Work instruction
Please reproduce the passage of the registration statement excerpt below between "Pursuant to Section" and "DOCUMENTS BY REFERENCE.", inclusive, without changing a word.

Excerpt provided: Begin

Pursuant to Section 6(b) of the Securities Act of 1933 and Rule 457(c) of
the Securities Act Rules, the computation of fees is based upon the average
of the high and low prices on September 18, 1996, of the Common Stock as
reported in The Wall Street Journal on September 19, 1996.

The approximate date of commencement of the proposed sale of the securities
to the public is as soon as practicable following the effective date of
this Registration Statement.
                                        
                                        
                                  PART II
               INFORMATION REQUIRED IN THE REGISTRATION STATEMENT

ITEM 3.   INCORPORATION OF DOCUMENTS BY REFERENCE.

Excerpt provided: End
Data records: Begin

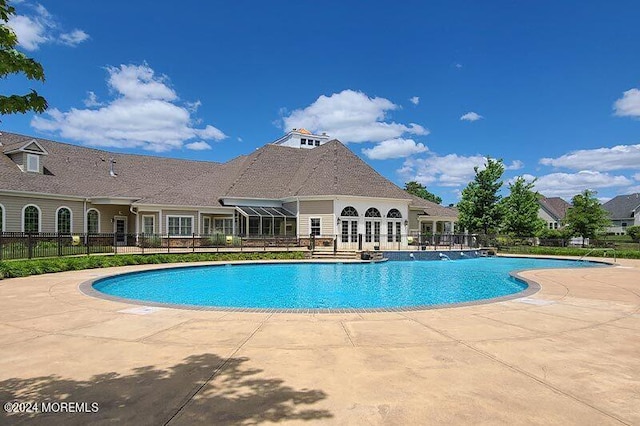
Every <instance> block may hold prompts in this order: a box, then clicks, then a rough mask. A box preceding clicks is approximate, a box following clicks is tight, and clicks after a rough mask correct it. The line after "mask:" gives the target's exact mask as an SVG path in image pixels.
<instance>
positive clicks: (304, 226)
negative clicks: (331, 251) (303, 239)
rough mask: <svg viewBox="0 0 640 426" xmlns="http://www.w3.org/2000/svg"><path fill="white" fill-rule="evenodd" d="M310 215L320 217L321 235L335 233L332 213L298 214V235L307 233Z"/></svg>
mask: <svg viewBox="0 0 640 426" xmlns="http://www.w3.org/2000/svg"><path fill="white" fill-rule="evenodd" d="M301 204H302V203H301ZM312 217H314V218H315V217H319V218H320V233H321V234H322V235H333V234H334V233H335V232H334V230H335V228H334V226H335V216H334V215H333V214H300V236H306V235H309V233H310V231H311V229H310V227H311V218H312Z"/></svg>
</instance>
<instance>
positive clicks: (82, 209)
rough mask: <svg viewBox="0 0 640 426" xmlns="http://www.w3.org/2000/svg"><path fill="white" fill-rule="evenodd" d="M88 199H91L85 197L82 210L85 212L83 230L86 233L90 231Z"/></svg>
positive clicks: (83, 232) (82, 226) (82, 202)
mask: <svg viewBox="0 0 640 426" xmlns="http://www.w3.org/2000/svg"><path fill="white" fill-rule="evenodd" d="M87 201H89V199H88V198H85V199H84V201H83V202H82V210H83V212H82V223H83V226H82V230H83V233H84V234H86V233H87V232H88V231H89V226H88V223H87Z"/></svg>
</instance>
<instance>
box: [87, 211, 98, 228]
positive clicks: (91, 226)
mask: <svg viewBox="0 0 640 426" xmlns="http://www.w3.org/2000/svg"><path fill="white" fill-rule="evenodd" d="M87 232H88V233H89V234H97V233H99V232H100V213H99V212H98V210H96V209H91V210H88V211H87Z"/></svg>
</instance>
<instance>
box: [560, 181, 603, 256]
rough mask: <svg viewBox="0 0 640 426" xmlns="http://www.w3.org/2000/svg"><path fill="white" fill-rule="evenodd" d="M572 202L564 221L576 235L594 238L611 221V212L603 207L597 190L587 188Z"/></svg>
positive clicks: (570, 229)
mask: <svg viewBox="0 0 640 426" xmlns="http://www.w3.org/2000/svg"><path fill="white" fill-rule="evenodd" d="M571 204H572V206H571V207H569V208H568V209H567V215H566V216H565V218H564V221H563V222H564V224H565V225H566V226H567V227H568V228H569V230H570V231H571V233H572V235H574V236H580V237H582V238H583V239H584V238H594V237H595V236H596V235H597V234H598V233H599V232H601V231H603V230H604V228H605V227H606V226H607V225H609V224H610V223H611V221H610V220H609V213H608V212H607V211H606V210H605V209H603V208H602V206H601V204H600V201H598V199H597V198H596V192H595V191H590V190H588V189H585V190H584V191H583V192H582V193H580V194H578V195H576V196H575V197H573V199H572V200H571ZM582 246H583V247H584V240H583V242H582Z"/></svg>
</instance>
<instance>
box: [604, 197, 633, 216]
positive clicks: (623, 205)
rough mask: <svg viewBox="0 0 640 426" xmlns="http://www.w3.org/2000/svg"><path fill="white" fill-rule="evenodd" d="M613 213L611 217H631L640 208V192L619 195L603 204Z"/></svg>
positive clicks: (605, 206) (604, 205)
mask: <svg viewBox="0 0 640 426" xmlns="http://www.w3.org/2000/svg"><path fill="white" fill-rule="evenodd" d="M602 208H603V209H605V210H607V211H608V212H609V213H610V214H611V219H629V218H632V217H633V212H634V211H638V210H639V209H640V193H635V194H629V195H618V196H617V197H615V198H612V199H611V200H609V201H607V202H606V203H604V204H603V205H602Z"/></svg>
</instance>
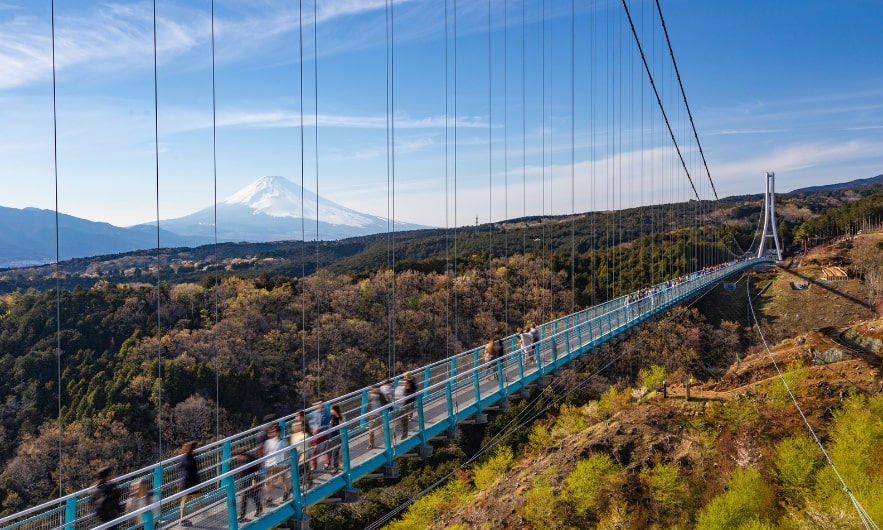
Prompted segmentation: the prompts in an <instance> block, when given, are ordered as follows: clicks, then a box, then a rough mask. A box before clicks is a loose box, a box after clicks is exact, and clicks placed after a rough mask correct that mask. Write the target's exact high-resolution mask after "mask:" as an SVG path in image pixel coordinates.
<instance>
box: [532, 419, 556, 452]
mask: <svg viewBox="0 0 883 530" xmlns="http://www.w3.org/2000/svg"><path fill="white" fill-rule="evenodd" d="M550 423H551V422H549V421H547V420H543V421H537V422H534V424H533V425H532V426H531V428H530V434H528V436H527V444H528V445H529V446H530V447H531V448H532V449H533V450H534V451H535V452H537V453H540V452H542V451H545V450H546V449H548V448H549V447H552V445H553V444H554V443H555V438H554V437H553V436H552V429H550V428H549V427H550V426H551V425H550Z"/></svg>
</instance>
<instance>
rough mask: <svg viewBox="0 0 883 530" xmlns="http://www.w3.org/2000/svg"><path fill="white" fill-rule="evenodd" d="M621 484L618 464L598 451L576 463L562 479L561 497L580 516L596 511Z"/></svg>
mask: <svg viewBox="0 0 883 530" xmlns="http://www.w3.org/2000/svg"><path fill="white" fill-rule="evenodd" d="M621 484H622V479H621V478H620V477H619V466H618V465H617V464H616V463H615V462H613V460H612V459H611V458H610V456H609V455H607V454H604V453H598V454H594V455H592V456H591V457H589V458H587V459H584V460H580V461H579V462H578V463H577V465H576V468H575V469H574V470H573V472H572V473H571V474H570V475H568V477H567V478H566V479H565V480H564V488H563V491H562V498H563V499H564V501H565V502H567V503H568V504H570V505H571V506H572V507H573V509H574V511H575V512H576V513H577V514H578V515H581V516H582V515H586V514H588V513H590V512H595V511H598V509H599V508H601V507H602V505H603V504H604V501H606V500H607V498H608V497H609V496H610V494H612V493H614V492H615V490H616V488H617V487H618V486H620V485H621Z"/></svg>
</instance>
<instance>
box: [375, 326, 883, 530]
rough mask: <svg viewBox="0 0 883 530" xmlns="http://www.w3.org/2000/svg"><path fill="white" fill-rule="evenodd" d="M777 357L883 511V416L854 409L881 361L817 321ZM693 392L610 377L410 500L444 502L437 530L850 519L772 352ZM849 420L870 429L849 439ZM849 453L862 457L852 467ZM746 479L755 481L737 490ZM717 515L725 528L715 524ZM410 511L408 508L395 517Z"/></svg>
mask: <svg viewBox="0 0 883 530" xmlns="http://www.w3.org/2000/svg"><path fill="white" fill-rule="evenodd" d="M868 325H870V326H873V327H875V329H877V328H879V327H880V326H883V322H880V321H877V322H874V323H872V324H868ZM835 352H837V353H835ZM823 354H824V355H823ZM772 357H773V358H774V359H775V360H776V363H778V365H779V366H780V368H781V369H782V370H783V372H784V374H785V379H786V380H787V381H788V382H789V386H790V387H791V389H792V391H793V392H794V394H795V395H796V396H797V401H798V402H799V403H800V406H801V408H802V409H803V411H804V412H805V413H806V414H807V417H808V420H809V422H810V424H811V425H812V426H813V429H814V430H815V431H816V434H817V435H818V436H819V437H820V438H821V439H822V440H824V441H825V442H826V445H827V447H828V450H829V452H831V454H832V458H834V460H835V462H837V463H838V465H844V466H845V467H846V468H847V469H848V470H849V471H847V472H846V473H852V475H851V476H850V477H849V479H848V480H852V481H853V483H854V484H855V485H854V486H851V487H853V488H854V491H855V492H856V495H857V496H859V498H860V500H861V501H862V502H864V503H865V507H866V509H868V510H872V509H873V510H876V512H874V513H876V514H877V517H880V516H881V515H883V503H881V501H880V498H879V497H874V492H879V491H883V476H881V473H880V469H881V468H880V466H881V465H883V454H881V448H883V427H881V425H880V421H879V417H877V418H874V417H873V415H872V416H868V415H867V414H865V415H863V414H862V413H863V412H864V413H869V412H870V411H873V410H877V409H880V408H881V407H883V395H881V385H883V380H881V378H880V372H879V368H878V367H876V366H872V365H870V364H869V363H868V362H866V361H865V360H864V359H863V358H861V357H852V356H851V355H850V354H849V353H848V352H847V351H846V349H845V348H844V347H842V346H841V345H839V344H838V343H837V342H835V341H834V340H832V339H831V338H830V337H829V336H827V335H825V334H823V333H820V332H811V333H809V334H807V335H801V336H799V337H797V338H795V339H792V340H788V341H785V342H783V343H782V344H780V345H778V346H777V347H776V348H774V349H773V354H772ZM824 358H829V359H844V360H838V361H835V362H825V360H824ZM875 358H876V359H877V361H879V357H878V356H875ZM813 359H815V360H816V361H815V362H818V363H821V364H814V361H813ZM878 364H879V363H878ZM562 390H563V389H554V390H553V391H555V392H560V391H562ZM691 390H692V391H691V396H692V397H691V398H690V399H689V400H687V399H685V396H684V394H685V387H684V386H683V385H674V386H669V387H668V397H667V398H664V397H663V395H662V392H661V391H656V390H648V389H647V388H645V387H640V388H622V389H617V388H615V387H613V388H611V389H610V390H609V391H608V392H606V393H605V394H604V395H603V396H602V397H601V398H600V399H598V400H594V401H590V402H588V403H587V404H584V405H581V406H570V405H562V406H561V408H560V409H559V410H558V412H557V414H555V415H554V416H550V417H547V418H545V419H543V420H540V421H538V422H537V423H535V424H534V425H533V427H532V428H531V431H530V435H529V440H528V442H527V444H525V446H524V448H523V451H522V452H521V453H520V454H519V455H518V456H513V453H512V452H511V450H509V452H508V453H507V451H506V450H497V451H496V452H495V453H494V456H493V457H491V458H490V459H488V460H486V461H485V462H484V463H483V464H481V465H478V466H476V467H474V468H473V469H472V471H471V473H469V474H462V475H460V476H459V477H458V478H457V479H455V480H454V482H455V483H456V484H454V485H448V486H447V487H446V489H445V490H444V492H445V493H442V494H440V493H438V492H436V493H434V494H432V495H435V496H436V498H435V501H432V500H421V501H418V505H419V504H420V503H424V504H428V505H432V503H433V502H435V503H438V504H436V506H438V509H437V510H434V512H435V517H434V520H433V522H432V524H431V526H429V527H431V528H439V529H440V528H578V527H595V526H596V525H597V527H598V528H694V527H695V528H718V527H720V528H738V527H740V526H739V525H736V524H734V525H733V526H730V523H736V522H739V521H748V520H753V519H757V521H758V522H760V523H763V524H765V525H766V526H756V527H751V528H805V527H807V526H809V525H810V523H812V522H813V520H815V519H813V520H811V518H813V517H816V518H818V520H822V521H828V522H830V523H832V524H833V523H834V522H839V523H842V526H836V525H833V526H824V525H823V526H820V528H821V527H825V528H839V527H843V528H851V527H853V525H854V523H855V522H857V520H856V519H855V514H854V512H852V511H851V509H850V508H851V506H850V505H849V503H848V500H845V499H843V498H840V497H838V495H839V493H838V492H839V489H840V488H839V487H838V485H837V484H836V483H834V482H832V477H831V476H830V468H828V467H826V466H824V464H823V460H822V455H821V453H820V451H819V450H818V447H817V446H816V445H815V444H814V443H812V442H811V438H809V437H808V431H807V429H806V427H805V425H804V423H803V421H802V420H801V418H800V415H799V414H798V413H797V411H796V409H795V407H794V405H793V404H792V403H791V401H790V399H789V397H788V394H787V391H786V390H785V388H784V386H783V385H782V382H781V380H780V379H779V378H778V375H777V374H776V370H775V368H774V367H773V364H772V362H771V360H770V356H769V355H767V353H766V352H763V353H758V354H753V355H750V356H749V357H747V358H746V359H745V360H744V361H742V362H740V363H737V364H736V365H734V366H733V367H732V369H731V370H730V371H728V372H727V374H726V375H725V376H724V377H723V378H721V380H720V381H719V382H716V383H711V384H701V385H697V386H696V387H694V388H693V389H691ZM847 419H848V421H847ZM862 421H866V422H867V423H862ZM857 431H858V432H865V433H866V434H867V436H868V437H867V438H865V439H862V440H855V439H853V440H852V445H850V443H851V442H850V436H855V435H856V432H857ZM862 444H864V445H862ZM794 447H799V451H798V452H797V453H796V454H794V452H795V451H796V450H795V449H794ZM507 449H508V448H507ZM846 456H849V457H850V458H855V460H856V461H859V462H863V463H865V464H866V466H867V467H862V469H856V468H855V467H851V466H850V465H849V464H848V463H847V460H848V459H846V458H845V457H846ZM798 458H803V459H805V461H804V462H803V464H801V465H804V464H805V465H806V466H808V467H807V468H806V471H805V475H804V476H803V477H802V478H800V480H797V479H796V478H794V477H790V476H789V475H787V473H788V472H790V471H789V470H790V469H791V468H790V467H789V466H791V465H793V464H794V463H793V462H792V460H793V459H798ZM840 471H841V473H844V469H841V470H840ZM489 475H490V477H489ZM740 481H741V482H740ZM795 481H797V482H796V483H795ZM745 482H747V483H749V484H748V485H750V487H751V488H753V489H757V491H752V492H751V495H752V496H753V497H750V498H745V499H738V498H735V499H734V498H733V497H739V496H740V495H742V494H743V493H745V492H741V490H739V489H738V488H741V487H743V486H745V484H743V483H745ZM860 484H861V485H860ZM746 487H747V486H746ZM860 490H861V491H860ZM740 492H741V493H740ZM428 499H432V496H430V497H428ZM442 499H443V500H442ZM726 503H736V504H738V510H736V511H737V512H739V513H741V514H742V515H741V516H738V517H737V515H734V514H731V513H729V512H727V510H726V509H725V508H724V507H722V506H721V505H722V504H726ZM740 503H741V504H740ZM810 508H811V509H810ZM427 509H428V506H422V508H421V507H419V506H418V509H417V510H416V511H417V512H418V513H423V514H425V513H426V510H427ZM411 517H418V518H419V515H417V516H415V515H412V516H411ZM740 517H741V518H740ZM418 520H419V521H420V522H428V521H427V520H425V519H418ZM721 520H724V522H725V523H726V524H724V526H717V525H716V524H713V522H714V521H717V522H720V521H721ZM416 522H417V521H415V520H414V519H412V518H410V517H406V518H405V520H403V521H402V522H400V523H397V524H393V525H391V528H416V527H417V526H414V524H415V523H416Z"/></svg>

Data records: End

Answer to this problem
Pursuant to Section 6(b) of the Securities Act of 1933 and Rule 457(c) of
the Securities Act Rules, the computation of fees is based upon the average
of the high and low prices on September 18, 1996, of the Common Stock as
reported in The Wall Street Journal on September 19, 1996.

The approximate date of commencement of the proposed sale of the securities
to the public is as soon as practicable following the effective date of
this Registration Statement.
                                        
                                        
                                  PART II
               INFORMATION REQUIRED IN THE REGISTRATION STATEMENT

ITEM 3.   INCORPORATION OF DOCUMENTS BY REFERENCE.